• Task: Gather every line of the records that contains the word "step", and copy each one unchanged.

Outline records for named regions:
* Begin *
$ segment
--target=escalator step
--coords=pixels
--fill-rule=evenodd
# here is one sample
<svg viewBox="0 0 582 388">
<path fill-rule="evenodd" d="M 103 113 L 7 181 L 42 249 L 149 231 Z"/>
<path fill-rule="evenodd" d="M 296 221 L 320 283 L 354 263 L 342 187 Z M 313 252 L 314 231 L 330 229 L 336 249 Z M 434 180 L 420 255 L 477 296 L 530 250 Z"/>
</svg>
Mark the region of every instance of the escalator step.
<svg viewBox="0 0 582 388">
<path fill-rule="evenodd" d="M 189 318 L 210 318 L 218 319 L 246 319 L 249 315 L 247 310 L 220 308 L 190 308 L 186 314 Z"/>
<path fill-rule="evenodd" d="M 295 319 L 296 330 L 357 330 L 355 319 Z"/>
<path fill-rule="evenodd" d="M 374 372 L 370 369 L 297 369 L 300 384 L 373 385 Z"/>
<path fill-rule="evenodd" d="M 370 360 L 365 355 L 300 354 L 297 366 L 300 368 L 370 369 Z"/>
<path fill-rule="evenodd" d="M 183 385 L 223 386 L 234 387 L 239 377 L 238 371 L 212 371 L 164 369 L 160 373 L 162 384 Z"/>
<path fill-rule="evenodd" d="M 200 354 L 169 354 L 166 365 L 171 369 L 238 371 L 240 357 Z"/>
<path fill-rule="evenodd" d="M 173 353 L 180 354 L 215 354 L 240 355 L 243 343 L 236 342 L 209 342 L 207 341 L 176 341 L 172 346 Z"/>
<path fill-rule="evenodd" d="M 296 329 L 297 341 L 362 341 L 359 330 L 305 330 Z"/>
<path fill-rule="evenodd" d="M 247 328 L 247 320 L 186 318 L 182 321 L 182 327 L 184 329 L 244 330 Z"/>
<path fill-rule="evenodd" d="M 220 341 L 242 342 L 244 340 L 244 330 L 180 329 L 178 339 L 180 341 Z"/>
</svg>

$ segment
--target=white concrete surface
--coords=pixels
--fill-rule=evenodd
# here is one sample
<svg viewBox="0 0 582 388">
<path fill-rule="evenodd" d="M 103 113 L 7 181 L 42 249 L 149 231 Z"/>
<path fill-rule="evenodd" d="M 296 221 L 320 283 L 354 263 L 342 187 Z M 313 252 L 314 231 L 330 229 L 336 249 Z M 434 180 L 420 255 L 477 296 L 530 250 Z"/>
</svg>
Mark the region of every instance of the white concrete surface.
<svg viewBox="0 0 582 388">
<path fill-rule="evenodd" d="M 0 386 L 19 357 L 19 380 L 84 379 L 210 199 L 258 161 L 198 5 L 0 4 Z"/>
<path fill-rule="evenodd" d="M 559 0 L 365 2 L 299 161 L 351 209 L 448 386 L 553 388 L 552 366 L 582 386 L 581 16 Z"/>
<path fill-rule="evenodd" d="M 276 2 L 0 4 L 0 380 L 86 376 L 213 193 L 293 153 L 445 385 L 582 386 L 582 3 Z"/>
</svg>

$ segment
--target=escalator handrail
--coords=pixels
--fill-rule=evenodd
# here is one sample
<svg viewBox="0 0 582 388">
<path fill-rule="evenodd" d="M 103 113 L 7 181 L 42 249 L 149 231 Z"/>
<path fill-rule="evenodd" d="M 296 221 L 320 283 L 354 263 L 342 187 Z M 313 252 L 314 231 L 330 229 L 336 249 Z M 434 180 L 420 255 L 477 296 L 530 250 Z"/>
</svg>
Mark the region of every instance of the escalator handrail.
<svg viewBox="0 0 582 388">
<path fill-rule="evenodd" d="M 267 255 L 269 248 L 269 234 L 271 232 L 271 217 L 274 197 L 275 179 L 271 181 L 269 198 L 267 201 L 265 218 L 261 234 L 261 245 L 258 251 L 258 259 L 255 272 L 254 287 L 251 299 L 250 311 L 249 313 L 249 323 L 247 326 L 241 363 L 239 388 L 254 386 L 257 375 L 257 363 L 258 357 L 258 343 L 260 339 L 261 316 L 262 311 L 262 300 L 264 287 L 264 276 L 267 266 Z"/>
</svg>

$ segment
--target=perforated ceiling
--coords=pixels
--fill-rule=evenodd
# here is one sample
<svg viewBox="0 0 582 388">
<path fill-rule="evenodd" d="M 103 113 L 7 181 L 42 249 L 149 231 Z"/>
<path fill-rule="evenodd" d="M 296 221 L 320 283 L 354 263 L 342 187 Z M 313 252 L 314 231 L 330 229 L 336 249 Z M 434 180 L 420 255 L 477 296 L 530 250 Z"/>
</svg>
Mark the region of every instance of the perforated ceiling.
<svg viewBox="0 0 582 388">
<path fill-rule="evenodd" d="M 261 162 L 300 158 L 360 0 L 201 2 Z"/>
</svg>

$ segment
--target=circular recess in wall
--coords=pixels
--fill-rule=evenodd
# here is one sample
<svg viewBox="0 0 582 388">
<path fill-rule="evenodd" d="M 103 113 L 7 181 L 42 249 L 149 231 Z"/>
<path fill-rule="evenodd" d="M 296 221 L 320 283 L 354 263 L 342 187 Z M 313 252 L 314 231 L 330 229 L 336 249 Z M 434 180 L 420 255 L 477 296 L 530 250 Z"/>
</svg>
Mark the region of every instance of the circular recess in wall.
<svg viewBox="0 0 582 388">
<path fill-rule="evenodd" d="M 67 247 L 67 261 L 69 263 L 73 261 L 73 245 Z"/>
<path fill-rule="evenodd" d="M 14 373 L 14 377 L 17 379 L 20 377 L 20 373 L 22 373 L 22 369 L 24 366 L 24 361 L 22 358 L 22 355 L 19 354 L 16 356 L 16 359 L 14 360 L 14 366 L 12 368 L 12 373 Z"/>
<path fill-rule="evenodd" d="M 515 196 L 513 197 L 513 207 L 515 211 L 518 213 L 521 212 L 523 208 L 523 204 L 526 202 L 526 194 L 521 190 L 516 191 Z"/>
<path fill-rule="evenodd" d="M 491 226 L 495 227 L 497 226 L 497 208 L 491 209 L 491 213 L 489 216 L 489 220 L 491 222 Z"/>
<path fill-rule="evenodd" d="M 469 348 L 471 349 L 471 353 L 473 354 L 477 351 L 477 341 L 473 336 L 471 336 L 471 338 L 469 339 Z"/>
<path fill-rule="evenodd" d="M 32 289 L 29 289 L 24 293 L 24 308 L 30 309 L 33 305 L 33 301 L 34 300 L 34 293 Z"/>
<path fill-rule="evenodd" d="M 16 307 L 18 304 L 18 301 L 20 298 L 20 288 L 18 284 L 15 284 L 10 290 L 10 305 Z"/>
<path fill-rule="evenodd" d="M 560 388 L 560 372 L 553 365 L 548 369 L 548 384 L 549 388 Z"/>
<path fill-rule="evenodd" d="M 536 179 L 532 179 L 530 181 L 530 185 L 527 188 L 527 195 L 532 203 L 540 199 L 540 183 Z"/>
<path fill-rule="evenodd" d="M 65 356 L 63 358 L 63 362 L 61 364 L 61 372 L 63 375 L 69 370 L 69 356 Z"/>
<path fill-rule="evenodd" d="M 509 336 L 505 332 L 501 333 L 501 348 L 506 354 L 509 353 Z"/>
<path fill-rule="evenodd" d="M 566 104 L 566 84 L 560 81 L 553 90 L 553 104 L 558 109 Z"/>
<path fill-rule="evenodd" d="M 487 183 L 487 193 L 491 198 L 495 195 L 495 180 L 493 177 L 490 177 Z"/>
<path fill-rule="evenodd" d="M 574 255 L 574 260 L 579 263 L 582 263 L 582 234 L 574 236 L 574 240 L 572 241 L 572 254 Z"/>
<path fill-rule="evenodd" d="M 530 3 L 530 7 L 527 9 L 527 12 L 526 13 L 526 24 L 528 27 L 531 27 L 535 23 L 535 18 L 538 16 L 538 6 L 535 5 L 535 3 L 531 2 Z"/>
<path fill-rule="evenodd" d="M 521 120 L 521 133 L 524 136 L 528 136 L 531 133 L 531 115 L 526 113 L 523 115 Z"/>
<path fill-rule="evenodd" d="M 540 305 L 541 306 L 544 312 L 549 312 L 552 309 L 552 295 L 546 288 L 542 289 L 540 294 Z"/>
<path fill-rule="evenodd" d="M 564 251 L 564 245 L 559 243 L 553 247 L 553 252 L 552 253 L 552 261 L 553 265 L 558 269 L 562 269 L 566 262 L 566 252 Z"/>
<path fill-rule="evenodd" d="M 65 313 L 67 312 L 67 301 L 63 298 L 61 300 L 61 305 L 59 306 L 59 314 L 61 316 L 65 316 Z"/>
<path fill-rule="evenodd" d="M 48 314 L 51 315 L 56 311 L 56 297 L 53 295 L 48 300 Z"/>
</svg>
* End *
• Answer for the task:
--target=escalator step
Mark the region of every instance of the escalator step.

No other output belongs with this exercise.